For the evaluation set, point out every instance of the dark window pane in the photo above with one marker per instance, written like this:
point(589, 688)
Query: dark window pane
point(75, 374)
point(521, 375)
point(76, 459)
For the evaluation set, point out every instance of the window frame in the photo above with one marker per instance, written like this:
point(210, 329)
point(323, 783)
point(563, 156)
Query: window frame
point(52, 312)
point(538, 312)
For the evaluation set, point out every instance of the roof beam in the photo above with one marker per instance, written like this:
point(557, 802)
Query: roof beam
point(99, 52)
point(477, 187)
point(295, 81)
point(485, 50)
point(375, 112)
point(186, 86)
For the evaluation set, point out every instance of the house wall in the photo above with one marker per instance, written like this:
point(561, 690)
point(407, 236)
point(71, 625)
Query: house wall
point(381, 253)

*****

Do this => Convert all of the data above into a JSON list of strings, one string per line, leaving out any blank lines.

Complete answer =>
[
  "For the evaluation set, point out every instance of the dark window pane in the photo above with one marker per instance, written like this:",
  "point(589, 688)",
  "Query: dark window pane",
  "point(75, 374)",
  "point(521, 375)",
  "point(76, 459)",
  "For the evaluation set, point out every instance of the window frame in the photo above with one marker per instance, written like this:",
  "point(210, 329)",
  "point(323, 783)",
  "point(563, 156)",
  "Query: window frame",
  "point(52, 312)",
  "point(538, 312)",
  "For the evaluation set, point out every instance of the roof beam in the photo above with one marker per instance, written like this:",
  "point(557, 802)",
  "Query: roof beam",
  "point(99, 52)",
  "point(477, 187)",
  "point(295, 81)",
  "point(485, 50)",
  "point(375, 112)",
  "point(186, 86)",
  "For the evaluation set, point out every instance of the house wall in the photo above with one marker per instance, written like this:",
  "point(561, 690)",
  "point(407, 236)",
  "point(71, 625)",
  "Query: house wall",
  "point(381, 253)"
]